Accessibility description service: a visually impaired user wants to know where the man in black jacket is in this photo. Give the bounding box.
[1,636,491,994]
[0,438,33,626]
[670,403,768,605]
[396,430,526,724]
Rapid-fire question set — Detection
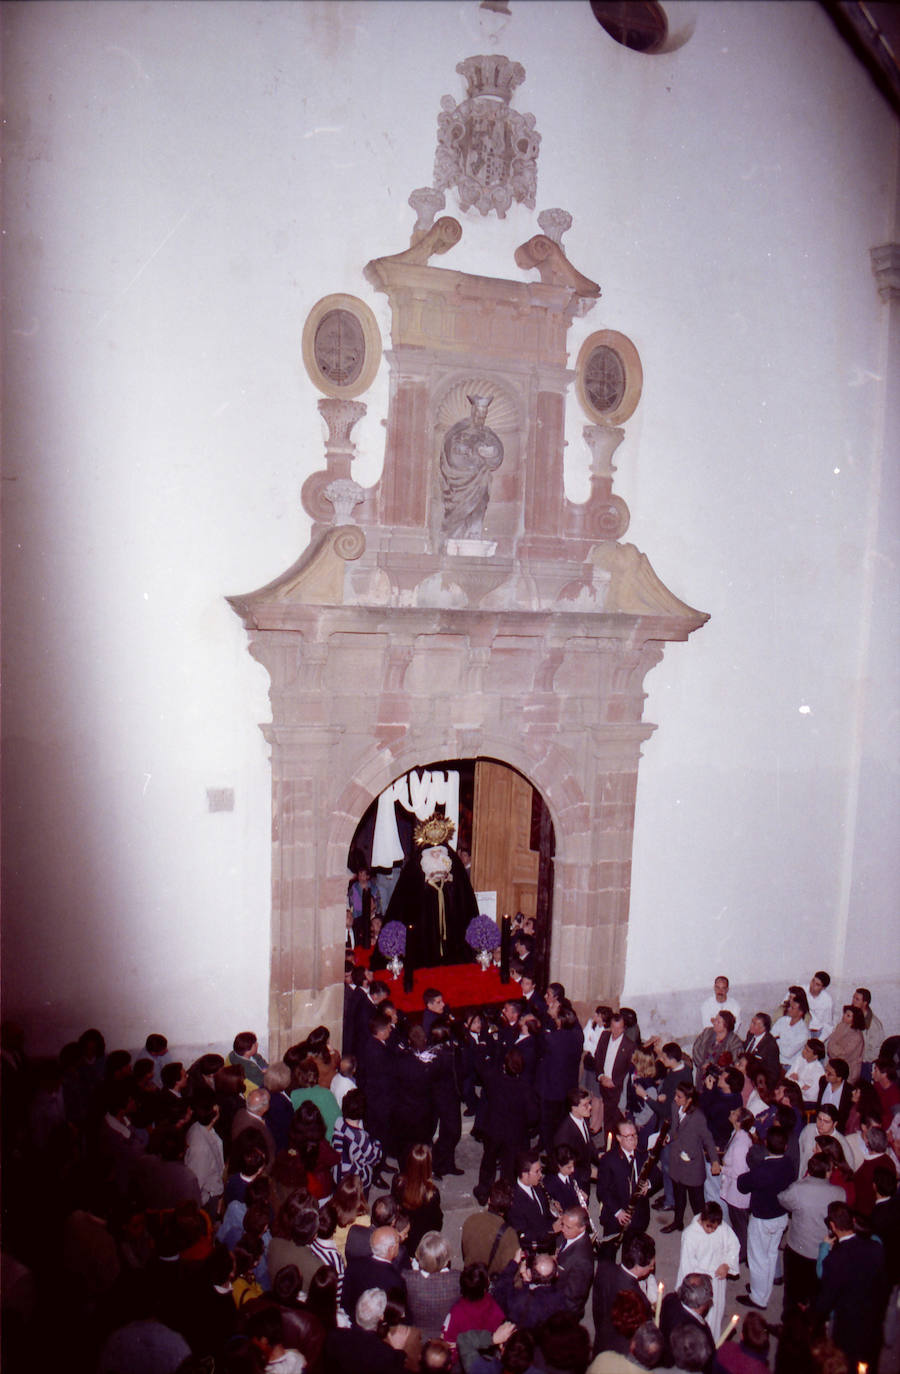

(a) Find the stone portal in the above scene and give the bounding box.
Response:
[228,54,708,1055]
==
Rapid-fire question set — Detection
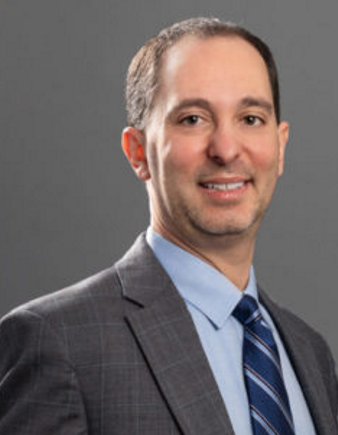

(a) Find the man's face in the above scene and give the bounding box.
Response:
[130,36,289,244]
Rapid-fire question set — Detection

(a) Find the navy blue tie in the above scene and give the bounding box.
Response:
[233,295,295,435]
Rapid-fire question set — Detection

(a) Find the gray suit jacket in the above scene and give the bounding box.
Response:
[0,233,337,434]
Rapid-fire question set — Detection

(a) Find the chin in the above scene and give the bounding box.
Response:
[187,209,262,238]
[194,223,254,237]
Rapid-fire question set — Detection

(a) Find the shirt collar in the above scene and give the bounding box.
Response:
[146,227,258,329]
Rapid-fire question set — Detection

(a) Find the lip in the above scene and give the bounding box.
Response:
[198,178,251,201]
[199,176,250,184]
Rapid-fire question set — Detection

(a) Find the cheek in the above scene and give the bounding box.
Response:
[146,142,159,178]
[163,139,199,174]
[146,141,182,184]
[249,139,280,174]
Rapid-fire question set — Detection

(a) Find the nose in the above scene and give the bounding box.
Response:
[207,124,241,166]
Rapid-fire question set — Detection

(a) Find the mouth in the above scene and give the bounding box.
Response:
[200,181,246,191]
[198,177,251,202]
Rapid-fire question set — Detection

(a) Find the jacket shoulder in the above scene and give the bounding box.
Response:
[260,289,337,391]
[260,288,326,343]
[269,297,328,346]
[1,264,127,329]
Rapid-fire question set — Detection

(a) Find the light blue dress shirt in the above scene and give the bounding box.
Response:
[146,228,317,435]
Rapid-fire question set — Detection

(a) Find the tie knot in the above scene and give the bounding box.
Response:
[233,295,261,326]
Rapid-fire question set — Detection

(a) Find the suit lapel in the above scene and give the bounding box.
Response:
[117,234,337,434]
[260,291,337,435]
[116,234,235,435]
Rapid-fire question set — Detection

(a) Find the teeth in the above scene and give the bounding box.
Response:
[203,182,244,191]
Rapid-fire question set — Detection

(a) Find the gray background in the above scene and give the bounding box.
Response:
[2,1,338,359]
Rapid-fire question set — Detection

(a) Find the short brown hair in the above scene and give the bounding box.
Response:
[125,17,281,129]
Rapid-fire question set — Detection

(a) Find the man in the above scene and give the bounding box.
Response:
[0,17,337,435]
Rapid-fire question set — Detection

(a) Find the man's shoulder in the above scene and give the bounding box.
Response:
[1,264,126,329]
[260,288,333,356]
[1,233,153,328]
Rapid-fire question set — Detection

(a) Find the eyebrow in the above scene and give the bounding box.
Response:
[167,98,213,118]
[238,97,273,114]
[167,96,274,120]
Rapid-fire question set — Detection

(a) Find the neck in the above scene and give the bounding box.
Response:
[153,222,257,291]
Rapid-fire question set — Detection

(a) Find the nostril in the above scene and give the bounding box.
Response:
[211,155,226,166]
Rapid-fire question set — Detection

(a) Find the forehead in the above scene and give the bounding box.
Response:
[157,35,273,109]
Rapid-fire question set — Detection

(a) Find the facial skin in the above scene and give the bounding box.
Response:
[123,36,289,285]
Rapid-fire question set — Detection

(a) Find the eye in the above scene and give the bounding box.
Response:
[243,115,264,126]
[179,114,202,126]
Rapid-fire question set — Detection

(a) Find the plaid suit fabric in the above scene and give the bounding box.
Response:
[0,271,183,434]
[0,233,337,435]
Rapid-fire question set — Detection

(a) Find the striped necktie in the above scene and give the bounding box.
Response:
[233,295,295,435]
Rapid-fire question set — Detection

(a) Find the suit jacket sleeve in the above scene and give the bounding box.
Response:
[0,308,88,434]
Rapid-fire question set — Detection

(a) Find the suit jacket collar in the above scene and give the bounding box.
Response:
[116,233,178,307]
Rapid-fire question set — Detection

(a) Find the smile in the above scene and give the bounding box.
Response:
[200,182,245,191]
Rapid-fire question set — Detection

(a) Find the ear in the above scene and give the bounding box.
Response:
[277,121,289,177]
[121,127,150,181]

__Exercise__: Copy out all lines from the material above that contain the string "shirt".

__Solved exercise__:
(a) Find the shirt collar in the above scene and give the bounding box.
(a) Find the light blue dress shirt in the above scene and give the bounding box.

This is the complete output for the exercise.